> _Your task_
Please convert the material below into a JSON list of strings with one string per line, leaving out any blank lines.

▽

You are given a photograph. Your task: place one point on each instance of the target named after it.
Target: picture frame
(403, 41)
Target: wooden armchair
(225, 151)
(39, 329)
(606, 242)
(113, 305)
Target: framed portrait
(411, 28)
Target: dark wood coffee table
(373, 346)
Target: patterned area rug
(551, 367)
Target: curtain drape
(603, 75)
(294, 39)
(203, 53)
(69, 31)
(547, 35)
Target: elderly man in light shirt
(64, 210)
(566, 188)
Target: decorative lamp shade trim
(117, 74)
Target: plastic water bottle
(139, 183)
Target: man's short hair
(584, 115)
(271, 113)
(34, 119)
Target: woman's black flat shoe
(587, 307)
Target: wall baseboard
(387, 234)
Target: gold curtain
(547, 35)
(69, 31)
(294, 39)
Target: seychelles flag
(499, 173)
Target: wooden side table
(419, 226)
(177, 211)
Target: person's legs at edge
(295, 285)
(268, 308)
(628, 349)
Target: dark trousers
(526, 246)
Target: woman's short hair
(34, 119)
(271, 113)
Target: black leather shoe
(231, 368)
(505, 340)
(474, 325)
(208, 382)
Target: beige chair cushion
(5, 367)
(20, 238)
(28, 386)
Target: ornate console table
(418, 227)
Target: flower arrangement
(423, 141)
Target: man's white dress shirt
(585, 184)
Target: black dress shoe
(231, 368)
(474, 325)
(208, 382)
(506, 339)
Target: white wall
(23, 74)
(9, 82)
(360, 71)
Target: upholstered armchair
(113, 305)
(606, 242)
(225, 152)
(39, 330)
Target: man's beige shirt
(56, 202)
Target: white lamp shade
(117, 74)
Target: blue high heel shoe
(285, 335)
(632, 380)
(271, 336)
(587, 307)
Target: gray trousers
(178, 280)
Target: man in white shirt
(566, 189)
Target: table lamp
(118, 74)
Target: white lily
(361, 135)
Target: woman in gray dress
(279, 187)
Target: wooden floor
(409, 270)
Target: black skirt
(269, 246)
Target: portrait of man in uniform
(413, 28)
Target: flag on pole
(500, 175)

△

> _Worked solution_
[
  "You are given a photograph. Your task: place one point on each instance of the target named after it.",
  "Target: picture frame",
  "(403, 41)",
  "Target: wooden armchair",
  "(225, 151)",
  "(39, 329)",
  "(606, 242)",
  "(113, 305)",
  "Target: framed portrait",
  "(411, 28)",
  "Target: dark wood coffee table",
  "(373, 346)",
  "Target: patterned area rug",
  "(551, 367)",
  "Target: curtain drape",
  "(603, 75)",
  "(294, 39)",
  "(203, 53)",
  "(69, 31)",
  "(547, 35)",
  "Target: elderly man in light shirt",
  "(64, 210)",
  "(566, 188)",
  "Target: decorative lamp shade trim",
  "(117, 74)",
  "Target: plastic water bottle",
  "(139, 183)",
  "Target: man's short hair",
  "(584, 115)",
  "(271, 113)",
  "(34, 119)",
  "Target: woman's black flat shoe",
  "(587, 307)",
  "Target: wall baseboard",
  "(387, 234)",
  "Target: gold curtain",
  "(547, 35)",
  "(69, 31)",
  "(294, 39)",
  "Target: seychelles flag",
  "(499, 173)",
  "Target: wooden side table",
  "(419, 226)",
  "(177, 211)",
  "Target: person's legs at edge",
  "(295, 285)",
  "(268, 308)",
  "(628, 349)",
  "Target: dark trousers",
  "(526, 246)",
  "Target: woman's short hair",
  "(34, 119)",
  "(271, 113)",
  "Target: black leather shoe",
  "(231, 368)",
  "(505, 340)",
  "(474, 325)",
  "(208, 382)",
  "Target: beige chair cushion",
  "(5, 367)",
  "(20, 238)",
  "(28, 386)",
  "Target: ornate console table",
  "(418, 227)",
  "Target: flower arrangement",
  "(423, 141)",
  "Target: man's white dress shirt",
  "(585, 184)",
  "Target: black dress shoe",
  "(231, 368)",
  "(474, 325)",
  "(208, 382)",
  "(506, 339)",
  "Target: white wall",
  "(23, 74)",
  "(9, 82)",
  "(360, 71)",
  "Target: upholstered armchair",
  "(113, 305)",
  "(606, 242)",
  "(225, 152)",
  "(39, 330)",
  "Target: man's beige shirt",
  "(56, 202)",
  "Target: white lamp shade",
  "(117, 74)",
  "Target: blue high heel shoe",
  "(285, 335)",
  "(632, 380)",
  "(271, 336)",
  "(587, 307)",
  "Target: gray trousers",
  "(178, 280)",
  "Target: man in white shirt",
  "(566, 189)",
  "Target: table lamp",
  "(118, 74)",
  "Target: white lily",
  "(361, 135)",
  "Target: woman in gray dress",
  "(279, 187)",
  "Target: wooden floor",
  "(409, 270)",
  "Target: black skirt",
  "(269, 246)",
  "Target: portrait of man in uniform",
  "(413, 28)",
  "Target: flag on pole",
  "(500, 175)"
]